What the task requires:
Without skipping anything, write out each record below exactly.

Given information:
╭──
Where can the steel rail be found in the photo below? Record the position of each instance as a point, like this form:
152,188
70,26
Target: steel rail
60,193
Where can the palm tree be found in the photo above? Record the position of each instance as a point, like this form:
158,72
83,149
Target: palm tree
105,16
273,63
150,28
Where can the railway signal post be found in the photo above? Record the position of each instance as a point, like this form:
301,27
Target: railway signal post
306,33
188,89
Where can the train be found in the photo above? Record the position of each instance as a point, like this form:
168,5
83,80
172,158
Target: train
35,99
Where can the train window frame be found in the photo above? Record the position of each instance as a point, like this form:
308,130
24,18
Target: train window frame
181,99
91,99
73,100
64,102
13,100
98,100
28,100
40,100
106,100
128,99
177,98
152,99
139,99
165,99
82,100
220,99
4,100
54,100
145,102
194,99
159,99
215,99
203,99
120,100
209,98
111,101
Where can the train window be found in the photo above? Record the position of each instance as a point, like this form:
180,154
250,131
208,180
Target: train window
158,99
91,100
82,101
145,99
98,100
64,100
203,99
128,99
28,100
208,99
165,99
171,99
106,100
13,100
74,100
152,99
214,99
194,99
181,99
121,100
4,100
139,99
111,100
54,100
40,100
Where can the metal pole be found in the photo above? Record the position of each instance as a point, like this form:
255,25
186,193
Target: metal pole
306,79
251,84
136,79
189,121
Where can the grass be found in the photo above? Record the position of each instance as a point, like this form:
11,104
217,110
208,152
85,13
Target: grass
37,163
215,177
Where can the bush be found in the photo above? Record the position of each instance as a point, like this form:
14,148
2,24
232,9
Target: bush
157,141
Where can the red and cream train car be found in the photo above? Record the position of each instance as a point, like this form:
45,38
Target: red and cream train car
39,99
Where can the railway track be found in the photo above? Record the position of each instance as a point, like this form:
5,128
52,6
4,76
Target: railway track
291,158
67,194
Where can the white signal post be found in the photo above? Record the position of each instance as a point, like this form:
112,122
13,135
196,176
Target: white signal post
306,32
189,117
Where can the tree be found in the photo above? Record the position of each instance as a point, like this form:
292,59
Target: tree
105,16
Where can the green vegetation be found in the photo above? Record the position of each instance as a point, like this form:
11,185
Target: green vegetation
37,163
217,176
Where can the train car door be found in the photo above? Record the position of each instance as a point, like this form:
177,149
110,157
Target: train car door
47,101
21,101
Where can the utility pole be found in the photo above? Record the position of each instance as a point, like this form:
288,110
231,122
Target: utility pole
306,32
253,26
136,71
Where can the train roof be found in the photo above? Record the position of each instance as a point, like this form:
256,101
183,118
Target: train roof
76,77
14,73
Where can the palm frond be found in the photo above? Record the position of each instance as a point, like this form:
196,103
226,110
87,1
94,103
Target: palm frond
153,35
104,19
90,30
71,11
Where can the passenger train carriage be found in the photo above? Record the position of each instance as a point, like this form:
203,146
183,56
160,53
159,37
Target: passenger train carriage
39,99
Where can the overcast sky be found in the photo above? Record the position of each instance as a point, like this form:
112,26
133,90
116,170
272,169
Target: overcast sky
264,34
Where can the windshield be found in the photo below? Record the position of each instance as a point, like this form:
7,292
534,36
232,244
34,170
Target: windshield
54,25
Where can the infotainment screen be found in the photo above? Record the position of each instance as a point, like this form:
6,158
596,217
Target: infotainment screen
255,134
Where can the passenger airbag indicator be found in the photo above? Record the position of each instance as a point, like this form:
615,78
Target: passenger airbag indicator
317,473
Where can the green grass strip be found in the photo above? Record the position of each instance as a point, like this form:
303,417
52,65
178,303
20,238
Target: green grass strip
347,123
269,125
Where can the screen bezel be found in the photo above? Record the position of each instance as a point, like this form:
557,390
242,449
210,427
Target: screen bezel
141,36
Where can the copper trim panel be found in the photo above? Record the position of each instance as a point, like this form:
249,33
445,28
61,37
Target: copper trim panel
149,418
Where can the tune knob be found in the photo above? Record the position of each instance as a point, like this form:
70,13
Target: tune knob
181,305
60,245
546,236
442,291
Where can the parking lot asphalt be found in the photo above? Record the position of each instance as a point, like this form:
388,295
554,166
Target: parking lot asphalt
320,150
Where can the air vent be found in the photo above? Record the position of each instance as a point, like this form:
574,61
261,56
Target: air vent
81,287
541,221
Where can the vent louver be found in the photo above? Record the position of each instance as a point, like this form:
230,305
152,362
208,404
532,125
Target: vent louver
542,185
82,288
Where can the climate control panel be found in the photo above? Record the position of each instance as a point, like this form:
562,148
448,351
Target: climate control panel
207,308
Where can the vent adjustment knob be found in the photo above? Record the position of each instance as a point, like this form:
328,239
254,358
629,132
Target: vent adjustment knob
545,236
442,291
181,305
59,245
╰──
Answer below:
Where can the steel rail be found in the photo below? Record the position of each instance as a point, like this form:
152,188
70,26
Target: steel rail
60,193
Where can the palm tree be found in the photo above? Record the position of each instance as a point, like this form:
158,72
83,149
Target: palm tree
105,16
273,63
150,28
Where can the railway signal post be found in the photo above? Record the position of each instance as a point, like this form:
301,27
Target: railway signal post
306,33
188,89
Where can the train be found in the photo above? Record the position of each instance as a point, like this form:
168,5
83,80
172,158
Target: train
35,99
Where can the train window frame be found in the photo above? Record the position of each instance as a point, like this form:
308,130
24,18
Target: train window frame
181,99
91,99
73,100
64,102
13,100
98,100
28,100
40,100
106,100
128,99
177,98
152,99
139,99
165,99
82,100
220,99
4,100
54,100
145,102
194,99
159,99
215,99
203,99
120,100
209,98
111,101
Where can the train window be found in the photo above? Record the position of each instance as a point, like this form:
180,154
250,131
208,180
Target: train window
158,99
91,100
82,101
145,99
98,100
64,100
203,99
128,99
28,100
208,99
165,99
171,99
106,100
13,100
74,100
152,99
214,99
194,99
181,99
121,100
4,100
139,99
111,100
54,100
40,100
Where can the metal pole be found in the photo above? Record the position of each instance as a point, like this form:
255,25
186,193
Target: metal pole
306,79
251,84
136,79
189,121
Where can the grass be found in the photo above? Record the position of each instance as a point, like this form:
11,104
217,110
208,152
85,13
Target: grass
37,163
215,177
Where can the bush be found in the photo above? Record the position of each instance as a point, like this form:
14,148
2,24
232,9
Target: bush
157,141
Where can the red and cream train car be found in the photo above? Record the position of each instance as a point, like this form:
45,38
Target: red and cream train car
39,99
Where can the railway track be found in the photo above? Record the position of each instance as a point, like this form:
5,128
52,6
4,76
Target: railway track
291,158
67,194
Where can the white signal post be found in the photo above? Record the position of each instance as a point, like this form:
112,122
13,135
196,176
Target: white signal post
306,32
189,117
Where can the tree be found in the photo above? Record the position of each instance as a point, like this form:
292,59
Target: tree
105,16
Where can the green vegetation be found in the photo above? Record the position of each instance as a point, like this form:
11,185
Target: green vegetation
37,163
217,176
Where can the train car door be found in the photo above? Record the position of each instance as a point, like this form:
177,149
110,157
Target: train car door
47,101
21,101
Where can the utility pole be found in the photo above? Record the position of each instance as a point, like this form:
288,110
231,122
Target: utility pole
306,32
253,26
136,71
Where can the train roof be found in the photo above? Record the position of each instance as a point, like this form:
256,101
183,118
Target: train roof
76,77
14,73
Where can the palm frond be found in the photo above? Record the position of each instance as a point, like this form:
196,103
226,110
87,1
94,103
Target: palm frond
153,35
104,19
90,30
71,11
Where can the passenger train carriage be found in the photo above? Record the position of each instance as a point, like this form:
203,146
183,56
160,53
159,37
Target: passenger train carriage
39,99
Where can the overcast sky be found in the photo above? Record the position of each instance as a point, like this form:
112,26
133,90
116,170
272,169
Target: overcast sky
264,34
Where can the windshield be found in the photo below? Record the position of each instance as a point, like this form:
7,292
534,36
232,244
34,170
Target: windshield
54,25
Where can the infotainment screen be found in the photo above? Record the position of each instance as a point, like this form:
6,158
596,217
Target: infotainment screen
255,134
Where can the passenger airbag indicator be found in the photo above? Record the position of each instance as a point, like this form:
615,78
Target: passenger airbag indicator
317,473
Where can the green grass strip be found in the photo above? Record the position of each instance as a point, like this form:
303,417
52,65
178,303
20,238
Target: green grass strip
347,123
269,125
Where can the screen bezel be found in the photo above? Record the position of each instance as a point, like this form:
557,390
242,449
210,427
Target: screen bezel
141,36
Where can the copper trim panel be found in the photo above? Record the position of each instance as a point, like this form:
249,33
445,28
61,37
Target: copper trim panel
149,418
Where can the tune knob be found in the photo above? Record the position of each instance as a point, like this form:
70,13
Target: tune knob
181,305
60,245
546,236
442,291
Where can the parking lot asphalt be found in the photo above? Record the position of each instance as a point, like this form:
388,295
554,166
Target: parking lot asphalt
320,150
Where can the air vent be found in the photo above? Record the position of each instance as a point, like this form:
574,61
261,56
Target: air vent
81,287
541,221
Where can the vent louver be found in the photo above? Record the position of each instance as a point, like this form:
230,305
152,362
208,404
532,125
Target: vent louver
542,185
82,288
Where can the climate control panel be found in the photo above? Record the position of each instance as a point, like this form:
562,148
448,351
Target: climate control panel
207,308
Where can the vent adjustment knob be found in the photo above? Record the position of each instance as a point, like this form:
328,239
254,358
629,132
Target: vent adjustment knob
545,236
442,291
181,305
59,245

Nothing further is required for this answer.